Data items
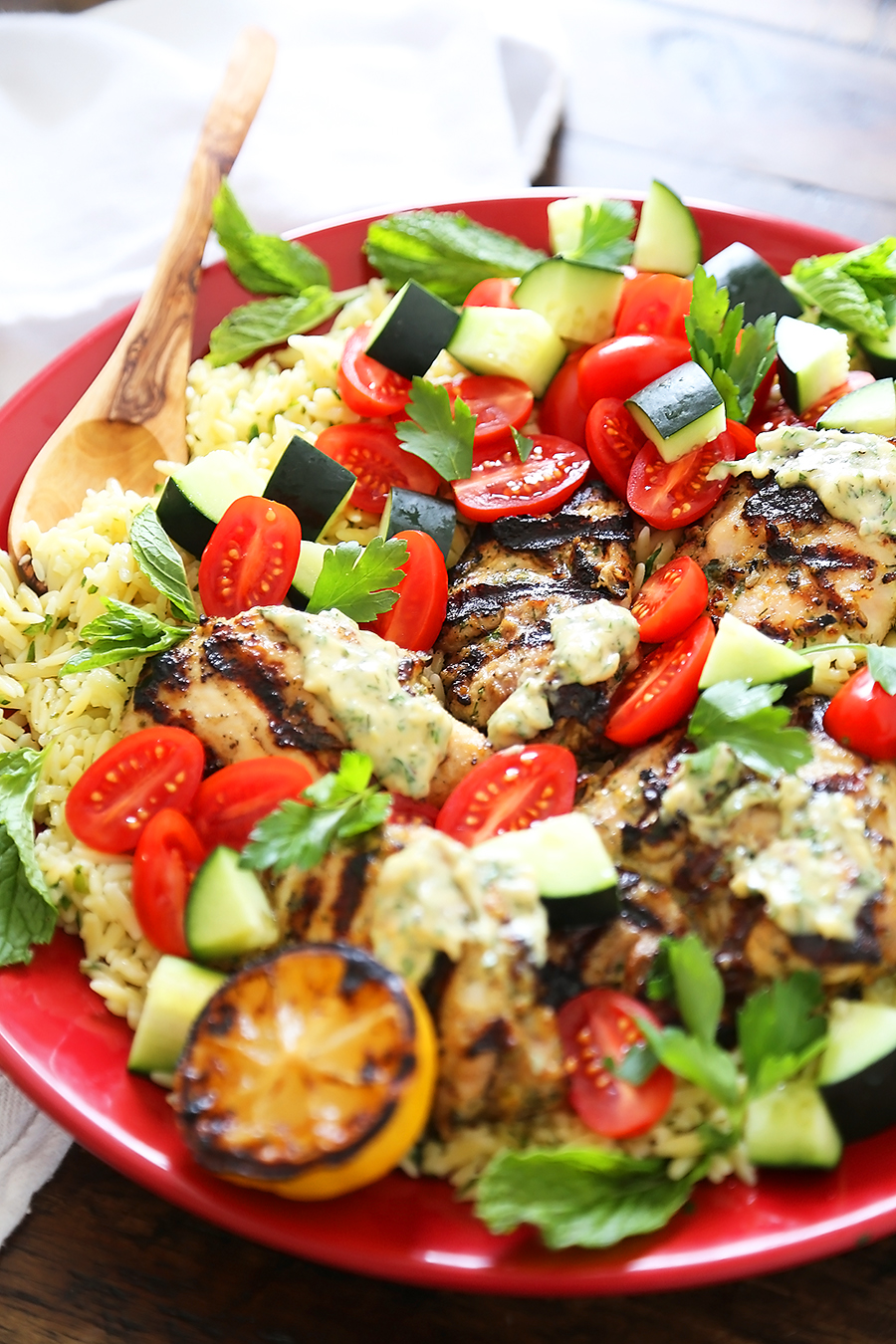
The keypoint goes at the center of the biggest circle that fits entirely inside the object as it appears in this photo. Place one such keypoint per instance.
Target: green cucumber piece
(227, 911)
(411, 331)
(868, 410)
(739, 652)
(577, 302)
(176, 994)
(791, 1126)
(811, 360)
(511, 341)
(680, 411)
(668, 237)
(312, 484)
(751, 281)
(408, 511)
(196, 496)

--

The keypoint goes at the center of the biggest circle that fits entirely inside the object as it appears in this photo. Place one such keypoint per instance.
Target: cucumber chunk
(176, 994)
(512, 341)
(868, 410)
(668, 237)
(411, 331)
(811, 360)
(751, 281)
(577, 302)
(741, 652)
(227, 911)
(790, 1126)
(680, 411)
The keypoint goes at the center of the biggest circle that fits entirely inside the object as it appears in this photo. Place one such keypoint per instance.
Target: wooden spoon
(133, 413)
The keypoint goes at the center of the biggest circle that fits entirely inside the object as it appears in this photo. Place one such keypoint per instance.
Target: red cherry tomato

---

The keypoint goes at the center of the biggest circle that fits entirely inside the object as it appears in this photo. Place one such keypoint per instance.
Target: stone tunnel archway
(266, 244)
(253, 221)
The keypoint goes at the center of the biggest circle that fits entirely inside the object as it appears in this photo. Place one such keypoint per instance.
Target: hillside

## Work instructions
Only one stretch of the records above is wanted: the lines between the one holding "Target: wooden spoon" and the one holding "Target: red cherry tomato", inclusive, reproduced exactly.

## Exercise response
Target: wooden spoon
(133, 413)
The keypoint goes at the center of the biggest circle that fits entirely inside the object as it appears in this photo. Place one such keypoint per instance.
Target: red cherry tomato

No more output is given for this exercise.